◆ **SHORT TASK**
Copy the records below verbatim, from the line with "the green striped" up to and including the line with "x=166, y=110".

◆ **STORED RECORDS**

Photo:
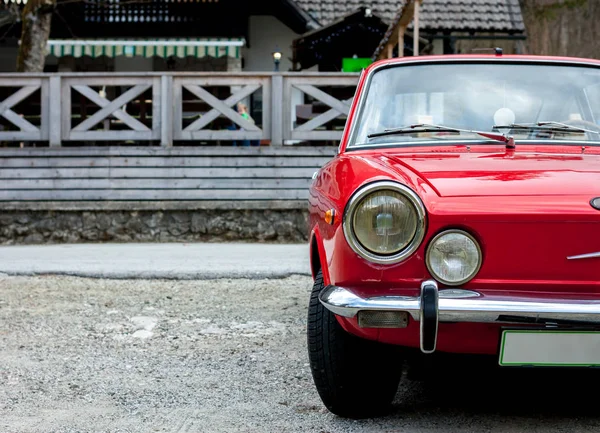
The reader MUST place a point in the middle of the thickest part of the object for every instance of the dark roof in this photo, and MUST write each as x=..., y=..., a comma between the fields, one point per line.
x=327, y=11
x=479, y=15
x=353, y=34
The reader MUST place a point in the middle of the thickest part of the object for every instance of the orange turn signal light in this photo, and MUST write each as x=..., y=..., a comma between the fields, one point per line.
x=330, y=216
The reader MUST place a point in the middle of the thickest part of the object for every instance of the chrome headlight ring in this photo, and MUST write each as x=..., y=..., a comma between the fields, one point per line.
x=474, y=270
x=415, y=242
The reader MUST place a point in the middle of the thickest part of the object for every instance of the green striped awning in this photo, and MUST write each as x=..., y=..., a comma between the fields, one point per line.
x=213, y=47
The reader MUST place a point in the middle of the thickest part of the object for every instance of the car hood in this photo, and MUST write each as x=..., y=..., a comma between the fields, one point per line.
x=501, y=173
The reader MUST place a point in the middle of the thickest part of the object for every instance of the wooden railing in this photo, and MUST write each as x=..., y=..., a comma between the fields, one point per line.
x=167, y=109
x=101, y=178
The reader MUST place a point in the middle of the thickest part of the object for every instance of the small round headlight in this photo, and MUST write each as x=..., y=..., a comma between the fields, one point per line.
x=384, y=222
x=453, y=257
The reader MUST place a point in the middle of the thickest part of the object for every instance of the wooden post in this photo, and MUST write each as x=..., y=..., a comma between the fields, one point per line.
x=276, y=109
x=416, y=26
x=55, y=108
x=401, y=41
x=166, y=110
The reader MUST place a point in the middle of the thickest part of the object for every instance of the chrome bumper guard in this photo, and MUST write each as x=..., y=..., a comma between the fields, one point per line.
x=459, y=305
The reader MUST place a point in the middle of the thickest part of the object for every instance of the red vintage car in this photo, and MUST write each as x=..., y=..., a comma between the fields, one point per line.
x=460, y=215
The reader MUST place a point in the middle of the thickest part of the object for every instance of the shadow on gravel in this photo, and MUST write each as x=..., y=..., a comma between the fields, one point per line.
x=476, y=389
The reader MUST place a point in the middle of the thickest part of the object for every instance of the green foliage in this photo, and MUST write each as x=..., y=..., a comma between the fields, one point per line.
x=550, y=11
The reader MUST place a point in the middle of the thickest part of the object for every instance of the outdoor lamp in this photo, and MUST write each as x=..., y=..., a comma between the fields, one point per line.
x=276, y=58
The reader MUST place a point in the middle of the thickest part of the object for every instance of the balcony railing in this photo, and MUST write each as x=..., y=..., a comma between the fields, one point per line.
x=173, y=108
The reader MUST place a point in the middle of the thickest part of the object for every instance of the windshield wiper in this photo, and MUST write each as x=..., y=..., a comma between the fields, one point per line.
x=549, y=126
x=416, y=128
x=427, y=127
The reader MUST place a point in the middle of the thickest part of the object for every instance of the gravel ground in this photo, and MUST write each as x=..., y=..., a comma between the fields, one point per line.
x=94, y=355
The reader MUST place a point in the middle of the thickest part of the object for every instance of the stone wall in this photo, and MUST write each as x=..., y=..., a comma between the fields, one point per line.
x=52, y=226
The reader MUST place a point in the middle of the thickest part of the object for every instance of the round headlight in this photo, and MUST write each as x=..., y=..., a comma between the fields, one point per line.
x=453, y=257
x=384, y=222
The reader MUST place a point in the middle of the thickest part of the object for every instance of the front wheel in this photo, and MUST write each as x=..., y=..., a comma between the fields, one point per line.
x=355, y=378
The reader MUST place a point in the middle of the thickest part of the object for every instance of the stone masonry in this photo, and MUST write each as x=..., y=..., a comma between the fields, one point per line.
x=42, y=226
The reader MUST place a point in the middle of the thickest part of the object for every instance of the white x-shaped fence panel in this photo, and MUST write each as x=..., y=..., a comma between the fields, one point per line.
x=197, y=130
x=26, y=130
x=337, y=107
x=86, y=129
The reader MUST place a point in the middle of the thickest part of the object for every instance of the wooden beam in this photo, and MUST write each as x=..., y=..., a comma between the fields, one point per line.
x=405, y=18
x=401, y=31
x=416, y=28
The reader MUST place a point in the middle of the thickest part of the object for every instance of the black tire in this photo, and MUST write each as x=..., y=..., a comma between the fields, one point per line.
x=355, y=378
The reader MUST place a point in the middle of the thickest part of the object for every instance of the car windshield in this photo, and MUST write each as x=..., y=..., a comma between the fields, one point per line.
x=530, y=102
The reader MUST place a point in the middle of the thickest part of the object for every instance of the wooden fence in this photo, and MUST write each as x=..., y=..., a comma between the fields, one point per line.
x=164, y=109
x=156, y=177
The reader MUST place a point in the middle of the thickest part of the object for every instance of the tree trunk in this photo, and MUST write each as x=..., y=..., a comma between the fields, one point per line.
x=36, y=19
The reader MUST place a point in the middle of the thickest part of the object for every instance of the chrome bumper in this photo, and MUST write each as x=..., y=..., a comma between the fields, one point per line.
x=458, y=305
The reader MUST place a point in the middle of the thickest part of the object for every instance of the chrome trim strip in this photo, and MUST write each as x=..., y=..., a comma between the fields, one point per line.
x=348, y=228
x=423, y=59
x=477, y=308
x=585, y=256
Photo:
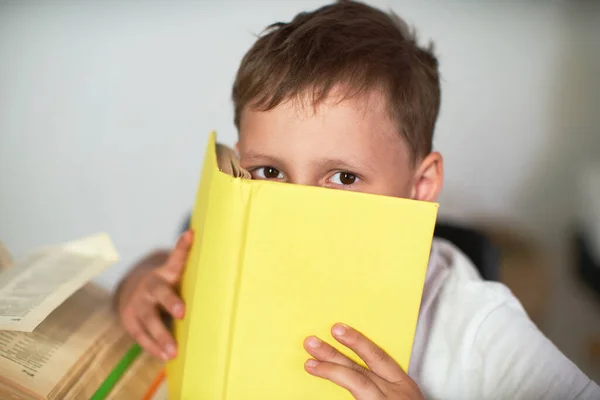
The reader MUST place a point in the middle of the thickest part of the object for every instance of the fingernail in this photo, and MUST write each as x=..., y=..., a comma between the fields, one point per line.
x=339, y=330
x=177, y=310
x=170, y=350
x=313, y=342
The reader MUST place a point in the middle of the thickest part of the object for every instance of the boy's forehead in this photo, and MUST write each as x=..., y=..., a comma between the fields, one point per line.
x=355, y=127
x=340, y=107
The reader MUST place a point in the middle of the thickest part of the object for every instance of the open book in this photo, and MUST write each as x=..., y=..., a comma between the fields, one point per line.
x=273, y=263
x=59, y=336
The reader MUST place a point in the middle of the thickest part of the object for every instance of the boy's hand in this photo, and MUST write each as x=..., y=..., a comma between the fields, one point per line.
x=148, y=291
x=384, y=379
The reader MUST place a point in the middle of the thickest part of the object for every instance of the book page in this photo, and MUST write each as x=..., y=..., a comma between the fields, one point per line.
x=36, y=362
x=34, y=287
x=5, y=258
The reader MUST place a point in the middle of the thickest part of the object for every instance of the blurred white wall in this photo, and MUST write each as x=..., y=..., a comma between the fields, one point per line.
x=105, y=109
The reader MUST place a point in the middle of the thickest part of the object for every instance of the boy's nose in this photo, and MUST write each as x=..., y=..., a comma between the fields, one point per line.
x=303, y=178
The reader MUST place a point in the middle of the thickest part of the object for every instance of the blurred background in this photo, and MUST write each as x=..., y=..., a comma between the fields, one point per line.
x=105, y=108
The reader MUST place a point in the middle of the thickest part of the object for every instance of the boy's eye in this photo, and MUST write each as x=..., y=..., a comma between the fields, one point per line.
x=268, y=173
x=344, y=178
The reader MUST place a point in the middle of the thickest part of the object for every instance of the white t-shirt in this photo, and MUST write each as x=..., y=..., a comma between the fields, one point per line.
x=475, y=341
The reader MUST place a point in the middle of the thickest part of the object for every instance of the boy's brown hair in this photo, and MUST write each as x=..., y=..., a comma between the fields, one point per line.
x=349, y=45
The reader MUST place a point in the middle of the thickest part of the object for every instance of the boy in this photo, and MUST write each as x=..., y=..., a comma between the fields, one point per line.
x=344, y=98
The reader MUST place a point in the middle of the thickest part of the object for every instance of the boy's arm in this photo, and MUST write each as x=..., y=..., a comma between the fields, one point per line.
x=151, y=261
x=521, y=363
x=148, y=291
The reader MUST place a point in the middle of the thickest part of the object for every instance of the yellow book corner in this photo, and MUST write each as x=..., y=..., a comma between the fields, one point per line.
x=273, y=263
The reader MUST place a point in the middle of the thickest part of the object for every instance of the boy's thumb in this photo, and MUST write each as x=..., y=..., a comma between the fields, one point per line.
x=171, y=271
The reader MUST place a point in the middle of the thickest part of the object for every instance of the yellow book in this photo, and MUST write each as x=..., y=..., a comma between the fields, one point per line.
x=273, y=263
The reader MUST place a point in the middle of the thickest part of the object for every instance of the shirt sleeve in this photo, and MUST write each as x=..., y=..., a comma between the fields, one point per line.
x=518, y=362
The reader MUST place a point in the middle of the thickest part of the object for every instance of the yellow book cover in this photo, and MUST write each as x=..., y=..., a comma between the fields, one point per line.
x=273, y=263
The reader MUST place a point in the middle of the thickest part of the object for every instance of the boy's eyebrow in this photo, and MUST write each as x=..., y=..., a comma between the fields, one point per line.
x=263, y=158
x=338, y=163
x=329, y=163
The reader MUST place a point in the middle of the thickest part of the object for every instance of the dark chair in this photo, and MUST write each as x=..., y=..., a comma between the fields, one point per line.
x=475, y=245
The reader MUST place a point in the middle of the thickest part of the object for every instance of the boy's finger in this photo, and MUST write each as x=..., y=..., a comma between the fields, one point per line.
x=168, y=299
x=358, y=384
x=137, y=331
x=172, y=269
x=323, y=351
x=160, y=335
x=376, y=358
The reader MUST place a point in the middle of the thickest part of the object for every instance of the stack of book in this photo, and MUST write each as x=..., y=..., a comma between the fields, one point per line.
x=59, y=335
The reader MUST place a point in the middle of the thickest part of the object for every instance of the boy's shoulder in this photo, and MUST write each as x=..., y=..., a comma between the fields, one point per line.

◆ **WRITTEN SOLUTION**
The reader MUST place a point in the middle of the thickest part of the object for every instance of the green striped awning in this photo, and MUST write each as x=..., y=..., a comma between the fields, one point per line.
x=213, y=47
The reader MUST place a point in the middle of the thickest part of the object for every instance of the car hood in this photo, and MUST write each as x=..., y=..., a comma between the fields, one point per line.
x=501, y=173
The reader MUST place a point in the middle of the thickest part of the object for every instance of the wooden railing in this photo, and MUST write each as x=..., y=..., a comma between the fields, one point per line.
x=167, y=109
x=101, y=178
The reader MUST place a point in the middle of the thickest part of the object for every instance of the small round headlight in this photo, and MUST write each as x=..., y=..., a comma between the fields, one point per line.
x=384, y=222
x=453, y=257
The reader MUST place a point in the middle of the thickest part of the object for every instance of the wooden post in this photo, and MUST write each as x=..., y=..., a comma between the fields, one point per line.
x=276, y=109
x=416, y=26
x=55, y=108
x=401, y=41
x=166, y=110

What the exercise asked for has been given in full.